▸ Stored data entries
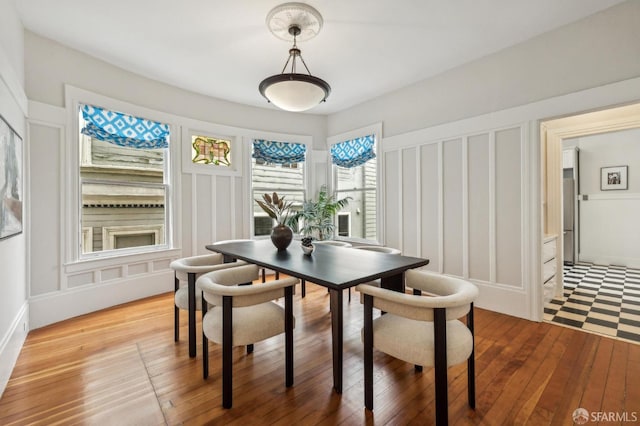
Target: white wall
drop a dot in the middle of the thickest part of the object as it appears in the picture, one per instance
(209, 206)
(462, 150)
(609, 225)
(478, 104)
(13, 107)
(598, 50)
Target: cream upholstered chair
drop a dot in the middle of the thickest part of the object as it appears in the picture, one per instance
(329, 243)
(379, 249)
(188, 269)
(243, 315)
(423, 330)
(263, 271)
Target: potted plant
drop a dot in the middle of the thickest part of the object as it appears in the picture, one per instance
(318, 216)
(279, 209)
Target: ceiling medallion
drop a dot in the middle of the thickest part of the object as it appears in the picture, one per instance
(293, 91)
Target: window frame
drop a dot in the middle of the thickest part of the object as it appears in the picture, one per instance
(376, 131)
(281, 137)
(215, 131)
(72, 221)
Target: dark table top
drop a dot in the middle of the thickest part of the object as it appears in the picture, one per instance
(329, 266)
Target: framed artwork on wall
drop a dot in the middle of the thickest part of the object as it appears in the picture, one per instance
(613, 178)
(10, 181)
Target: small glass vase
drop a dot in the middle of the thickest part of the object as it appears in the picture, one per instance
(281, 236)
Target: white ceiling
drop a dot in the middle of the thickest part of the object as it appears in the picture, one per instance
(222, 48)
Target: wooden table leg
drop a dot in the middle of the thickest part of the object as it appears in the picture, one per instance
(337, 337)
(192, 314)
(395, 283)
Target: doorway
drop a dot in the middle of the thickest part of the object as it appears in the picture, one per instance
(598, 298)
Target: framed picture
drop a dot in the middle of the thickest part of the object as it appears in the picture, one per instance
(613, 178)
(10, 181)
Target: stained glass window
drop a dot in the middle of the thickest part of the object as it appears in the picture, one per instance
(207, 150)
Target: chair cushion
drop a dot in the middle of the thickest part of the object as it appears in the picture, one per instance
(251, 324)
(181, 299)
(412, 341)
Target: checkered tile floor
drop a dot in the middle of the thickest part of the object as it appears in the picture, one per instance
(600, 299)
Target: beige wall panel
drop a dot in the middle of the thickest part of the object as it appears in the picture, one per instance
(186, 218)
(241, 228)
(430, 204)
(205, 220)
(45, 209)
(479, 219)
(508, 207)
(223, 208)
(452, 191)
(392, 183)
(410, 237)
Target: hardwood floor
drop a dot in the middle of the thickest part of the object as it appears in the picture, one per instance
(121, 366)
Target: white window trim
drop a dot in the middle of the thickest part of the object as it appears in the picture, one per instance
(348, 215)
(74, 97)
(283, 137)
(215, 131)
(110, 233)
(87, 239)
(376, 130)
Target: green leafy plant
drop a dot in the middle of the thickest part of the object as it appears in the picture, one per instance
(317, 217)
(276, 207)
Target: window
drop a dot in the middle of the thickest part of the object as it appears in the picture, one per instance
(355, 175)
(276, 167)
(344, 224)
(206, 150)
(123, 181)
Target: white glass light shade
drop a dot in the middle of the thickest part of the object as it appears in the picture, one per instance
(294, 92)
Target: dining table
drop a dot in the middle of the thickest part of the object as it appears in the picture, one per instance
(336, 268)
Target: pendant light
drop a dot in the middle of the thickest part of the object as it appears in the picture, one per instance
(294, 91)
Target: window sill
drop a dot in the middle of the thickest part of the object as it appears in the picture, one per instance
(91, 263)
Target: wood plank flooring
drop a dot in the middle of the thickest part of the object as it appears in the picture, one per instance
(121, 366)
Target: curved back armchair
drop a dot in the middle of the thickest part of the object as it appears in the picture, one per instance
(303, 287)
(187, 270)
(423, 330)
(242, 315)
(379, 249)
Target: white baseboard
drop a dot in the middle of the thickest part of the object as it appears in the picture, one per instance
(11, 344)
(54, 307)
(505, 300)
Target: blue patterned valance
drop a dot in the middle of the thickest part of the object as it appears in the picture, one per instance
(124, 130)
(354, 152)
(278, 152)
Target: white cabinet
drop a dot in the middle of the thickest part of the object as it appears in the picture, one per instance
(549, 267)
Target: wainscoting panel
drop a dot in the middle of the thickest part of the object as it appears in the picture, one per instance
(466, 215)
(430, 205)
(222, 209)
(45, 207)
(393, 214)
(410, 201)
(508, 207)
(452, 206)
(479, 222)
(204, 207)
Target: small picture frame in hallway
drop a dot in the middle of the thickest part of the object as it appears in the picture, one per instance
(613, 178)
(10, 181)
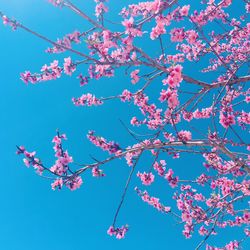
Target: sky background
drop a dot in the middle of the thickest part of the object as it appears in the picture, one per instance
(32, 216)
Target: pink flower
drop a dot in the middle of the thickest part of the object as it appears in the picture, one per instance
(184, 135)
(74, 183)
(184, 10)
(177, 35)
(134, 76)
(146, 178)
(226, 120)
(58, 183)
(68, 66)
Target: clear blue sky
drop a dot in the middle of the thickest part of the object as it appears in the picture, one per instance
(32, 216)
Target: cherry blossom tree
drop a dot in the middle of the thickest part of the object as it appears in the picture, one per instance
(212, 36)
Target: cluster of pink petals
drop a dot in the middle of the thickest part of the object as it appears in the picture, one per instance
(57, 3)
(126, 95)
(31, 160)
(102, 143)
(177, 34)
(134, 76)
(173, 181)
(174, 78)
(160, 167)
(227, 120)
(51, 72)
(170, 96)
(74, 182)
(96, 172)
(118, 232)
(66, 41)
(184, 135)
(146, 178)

▸ Work to complete
For every line of the entries above that holds "small", add one to a tally, and report only the final count.

▸ Solution to the exercise
2